EXERCISE INSTRUCTIONS:
From the entries below, please output exactly the lines starting at the one containing "positive clicks: (328, 334) (325, 344)" and ending at the one containing "positive clicks: (151, 261)", both included.

[Stored data]
============================================================
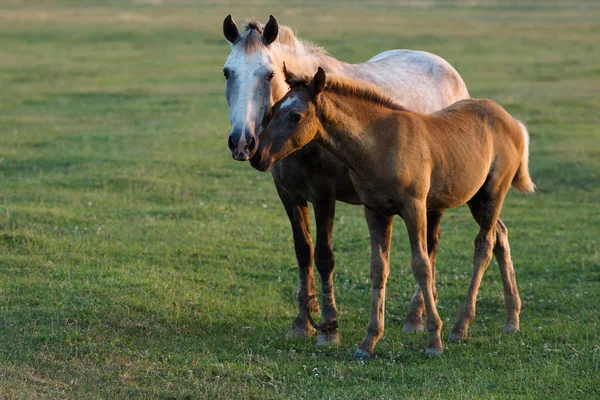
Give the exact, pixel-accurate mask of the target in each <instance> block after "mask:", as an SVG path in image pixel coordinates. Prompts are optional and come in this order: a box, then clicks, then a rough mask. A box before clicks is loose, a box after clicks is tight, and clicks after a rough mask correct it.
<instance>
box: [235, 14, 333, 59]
mask: <svg viewBox="0 0 600 400" xmlns="http://www.w3.org/2000/svg"><path fill="white" fill-rule="evenodd" d="M263 28H264V27H263V25H262V24H261V23H260V22H259V21H257V20H256V19H252V20H250V21H248V22H246V25H245V26H244V33H243V34H242V35H241V37H240V39H239V41H238V42H237V43H239V44H240V45H241V46H243V49H244V51H246V52H248V53H253V52H256V51H258V50H259V49H261V48H263V47H265V44H264V42H263V40H262V33H263ZM275 42H276V43H277V44H279V45H280V46H282V47H283V48H282V50H283V51H293V52H300V53H301V54H302V55H305V54H309V55H313V56H323V55H327V51H326V50H325V49H324V48H322V47H319V46H316V45H315V44H313V43H311V42H309V41H306V40H303V39H300V38H298V37H296V35H295V34H294V32H293V31H292V29H291V28H290V27H289V26H285V25H280V26H279V33H278V35H277V39H276V41H275Z"/></svg>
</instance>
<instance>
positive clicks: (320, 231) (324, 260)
mask: <svg viewBox="0 0 600 400" xmlns="http://www.w3.org/2000/svg"><path fill="white" fill-rule="evenodd" d="M314 209H315V219H316V222H317V242H316V246H315V264H316V265H317V271H319V275H320V276H321V291H322V293H323V299H322V301H323V303H322V306H323V307H322V310H321V313H322V317H323V319H322V322H321V323H320V324H319V325H318V326H317V330H318V331H319V336H318V338H317V344H318V345H332V344H339V343H340V331H339V330H338V322H337V318H338V310H337V307H336V305H335V296H334V289H333V268H334V266H335V260H334V256H333V245H332V241H331V235H332V234H333V222H334V219H335V196H334V195H333V194H332V195H331V196H329V197H327V198H325V199H322V200H320V201H318V202H315V203H314Z"/></svg>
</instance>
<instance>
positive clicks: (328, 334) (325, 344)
mask: <svg viewBox="0 0 600 400" xmlns="http://www.w3.org/2000/svg"><path fill="white" fill-rule="evenodd" d="M340 342H341V340H340V331H339V329H337V328H335V329H331V330H328V331H326V332H324V331H319V335H318V336H317V343H316V344H317V346H337V345H339V344H340Z"/></svg>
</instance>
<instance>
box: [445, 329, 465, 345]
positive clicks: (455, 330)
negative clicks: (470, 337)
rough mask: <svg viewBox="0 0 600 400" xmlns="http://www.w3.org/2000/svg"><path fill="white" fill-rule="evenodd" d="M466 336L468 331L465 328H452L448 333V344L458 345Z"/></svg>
mask: <svg viewBox="0 0 600 400" xmlns="http://www.w3.org/2000/svg"><path fill="white" fill-rule="evenodd" d="M467 336H468V329H467V328H466V327H464V328H463V327H456V326H455V327H454V328H453V329H452V332H450V336H448V342H450V343H460V342H461V341H463V340H465V339H466V338H467Z"/></svg>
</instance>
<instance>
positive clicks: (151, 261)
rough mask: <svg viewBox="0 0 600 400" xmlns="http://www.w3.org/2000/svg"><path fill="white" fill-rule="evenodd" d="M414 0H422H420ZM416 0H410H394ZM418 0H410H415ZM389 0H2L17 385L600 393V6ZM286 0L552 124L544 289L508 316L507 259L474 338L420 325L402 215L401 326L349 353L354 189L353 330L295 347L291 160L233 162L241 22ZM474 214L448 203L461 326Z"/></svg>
mask: <svg viewBox="0 0 600 400" xmlns="http://www.w3.org/2000/svg"><path fill="white" fill-rule="evenodd" d="M400 3H402V2H400ZM394 4H395V5H394ZM411 4H412V5H411ZM414 4H416V2H406V4H404V5H403V4H400V5H398V2H389V3H388V2H385V1H376V2H370V3H368V4H364V3H358V2H356V3H351V5H347V6H340V5H339V3H337V2H333V1H327V2H317V1H308V2H300V1H295V2H290V3H289V4H288V5H287V6H286V7H284V6H283V5H282V4H280V3H274V4H272V5H269V4H268V3H266V2H263V1H256V0H250V1H246V2H243V3H242V2H240V3H239V4H238V3H233V2H231V3H221V2H216V1H206V2H201V3H193V2H187V1H160V0H155V1H125V0H123V1H117V0H112V1H100V0H98V1H75V0H71V1H66V0H65V1H59V0H53V1H41V0H40V1H37V2H36V1H17V0H8V1H3V2H2V3H1V4H0V89H1V92H0V399H30V398H31V399H34V398H52V399H54V398H69V399H83V398H112V399H120V398H144V397H148V398H162V399H180V398H210V399H213V398H257V399H265V398H298V399H299V398H306V399H308V398H313V399H314V398H316V399H320V398H345V399H349V398H365V399H375V398H377V399H379V398H443V399H447V398H486V399H489V398H536V399H539V398H598V397H600V336H599V329H600V327H599V317H598V313H599V311H598V310H599V308H600V254H599V252H600V245H599V238H598V237H599V236H600V200H599V199H600V5H599V4H598V3H596V2H592V1H589V2H583V1H582V2H577V1H572V2H571V1H562V2H559V1H554V2H553V1H546V2H533V1H530V2H517V1H512V2H508V1H507V2H500V1H494V2H486V1H473V2H462V3H449V2H445V1H444V2H442V1H440V2H435V1H432V2H427V3H425V4H424V5H423V4H420V5H417V6H415V5H414ZM229 13H231V14H233V17H234V18H235V19H236V20H237V22H238V23H240V22H243V21H244V19H245V18H249V17H252V16H257V17H259V18H261V19H262V20H263V21H266V19H267V18H268V15H269V14H273V15H275V16H276V17H277V18H278V20H279V22H280V23H282V24H287V25H290V26H292V27H293V28H294V29H295V30H296V31H297V33H298V35H299V36H301V37H304V38H308V39H310V40H313V41H314V42H316V43H318V44H320V45H323V46H325V47H326V48H327V49H328V50H329V51H330V53H332V54H333V55H334V56H336V57H338V58H341V59H343V60H347V61H350V62H359V61H363V60H366V59H367V58H369V57H371V56H372V55H374V54H375V53H378V52H380V51H384V50H386V49H390V48H409V49H421V50H427V51H431V52H434V53H436V54H438V55H440V56H442V57H444V58H445V59H447V60H448V61H449V62H450V63H452V64H453V65H454V66H455V67H456V69H457V70H458V71H459V72H460V73H461V74H462V76H463V78H464V80H465V81H466V83H467V86H468V87H469V90H470V92H471V95H472V96H473V97H489V98H492V99H494V100H496V101H498V102H499V103H500V104H502V105H503V106H505V107H506V108H507V109H508V110H509V111H510V112H511V113H512V114H513V115H514V116H515V117H517V118H519V119H521V120H523V121H525V122H526V123H527V124H528V126H529V129H530V132H531V135H532V145H531V163H530V166H531V173H532V177H533V179H534V181H535V182H536V184H537V186H538V192H537V193H536V194H535V195H531V196H523V195H515V194H514V193H513V194H511V195H510V196H509V197H508V199H507V201H506V203H505V208H504V211H503V214H502V215H503V220H504V221H505V222H506V224H507V226H508V227H509V229H510V238H511V245H512V246H511V247H512V254H513V260H514V262H515V266H516V269H517V281H518V285H519V289H520V293H521V297H522V300H523V310H522V314H521V327H522V332H521V333H520V334H518V335H515V336H506V335H503V334H501V332H500V331H501V328H502V324H503V322H504V315H505V314H504V305H503V300H502V285H501V282H500V278H499V273H498V270H497V268H496V265H495V262H493V263H492V265H490V268H489V270H488V272H487V274H486V276H485V278H484V282H483V284H482V288H481V292H480V296H479V301H478V309H477V311H478V315H477V317H476V319H475V321H474V322H473V324H472V327H471V330H470V337H469V339H468V340H467V341H466V342H465V343H463V344H460V345H449V346H448V348H447V350H446V352H445V353H444V354H443V355H442V356H441V357H439V358H433V359H430V358H427V357H426V356H425V355H424V351H423V350H424V348H425V345H426V335H425V334H416V335H404V334H402V333H401V329H402V322H403V317H404V315H405V313H406V312H407V310H408V301H409V299H410V295H411V293H412V288H413V283H414V279H413V277H412V272H411V270H410V256H409V252H408V250H409V249H408V240H407V238H406V232H405V229H404V226H403V224H402V221H401V220H400V219H399V218H398V219H397V221H396V222H395V228H394V229H395V237H394V240H393V249H392V267H391V276H390V279H389V283H388V296H387V315H386V321H387V325H386V333H385V336H384V337H383V339H382V340H381V341H380V342H379V344H378V346H377V347H376V357H375V359H373V360H371V361H369V362H365V363H363V362H354V361H352V360H351V356H352V353H353V351H354V350H355V347H356V345H357V344H358V343H359V342H360V340H361V339H362V338H363V336H364V334H365V331H366V326H367V321H368V312H369V310H368V306H369V298H370V291H369V287H370V286H369V269H368V263H369V245H368V232H367V229H366V224H365V222H364V218H363V213H362V209H361V208H360V207H352V206H348V205H344V204H339V206H338V210H337V215H336V230H335V234H334V244H335V251H336V261H337V264H336V265H337V266H336V272H335V282H336V295H337V301H338V307H339V309H340V310H341V314H340V329H341V335H342V345H341V346H339V347H337V348H331V349H323V348H317V347H316V346H315V345H314V339H310V340H304V341H297V342H286V341H285V339H284V335H285V333H286V331H287V329H288V328H289V326H290V324H291V322H292V320H293V319H294V317H295V315H296V301H295V291H296V287H297V270H296V261H295V257H294V252H293V247H292V238H291V232H290V229H289V223H288V221H287V218H286V216H285V212H284V210H283V207H282V206H281V204H280V203H279V200H278V198H277V195H276V193H275V189H274V186H273V184H272V179H271V176H270V174H261V173H259V172H257V171H254V170H252V168H251V167H250V166H249V165H248V164H247V163H239V162H234V161H233V160H232V159H231V156H230V152H229V150H228V148H227V134H228V133H229V129H230V127H229V122H228V118H227V105H226V102H225V95H224V90H225V84H224V79H223V78H222V74H221V68H222V65H223V63H224V61H225V58H226V57H227V55H228V54H229V46H228V44H227V43H226V42H225V40H224V39H223V37H222V32H221V24H222V21H223V18H224V17H225V16H226V15H227V14H229ZM476 232H477V229H476V226H475V224H474V223H473V222H472V220H471V217H470V215H469V212H468V210H467V209H466V208H459V209H457V210H451V211H449V212H447V213H446V216H445V220H444V222H443V226H442V241H441V244H440V251H439V253H438V271H439V272H438V285H439V290H440V301H439V312H440V316H441V318H442V319H443V321H444V328H443V335H444V338H446V337H447V335H448V333H449V330H450V328H451V327H452V324H453V322H454V321H455V318H456V317H457V315H458V311H459V307H460V305H461V303H462V301H463V299H464V297H465V295H466V290H467V286H468V282H469V279H470V275H471V268H472V250H473V244H472V243H473V239H474V237H475V235H476Z"/></svg>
============================================================
EXERCISE RESPONSE:
positive clicks: (328, 334) (325, 344)
mask: <svg viewBox="0 0 600 400" xmlns="http://www.w3.org/2000/svg"><path fill="white" fill-rule="evenodd" d="M340 342H341V340H340V331H339V329H337V328H335V329H331V330H328V331H326V332H324V331H319V335H318V336H317V343H316V344H317V346H337V345H339V344H340Z"/></svg>
</instance>
<instance>
box: [445, 329, 465, 345]
positive clicks: (455, 330)
negative clicks: (470, 337)
rough mask: <svg viewBox="0 0 600 400" xmlns="http://www.w3.org/2000/svg"><path fill="white" fill-rule="evenodd" d="M466 336L468 331L465 328H452L448 333V344L458 345Z"/></svg>
mask: <svg viewBox="0 0 600 400" xmlns="http://www.w3.org/2000/svg"><path fill="white" fill-rule="evenodd" d="M467 336H468V329H467V328H466V327H464V328H463V327H456V326H455V327H454V328H453V329H452V332H450V336H448V342H450V343H460V342H461V341H463V340H465V339H466V338H467Z"/></svg>
</instance>
<instance>
positive clicks: (151, 261)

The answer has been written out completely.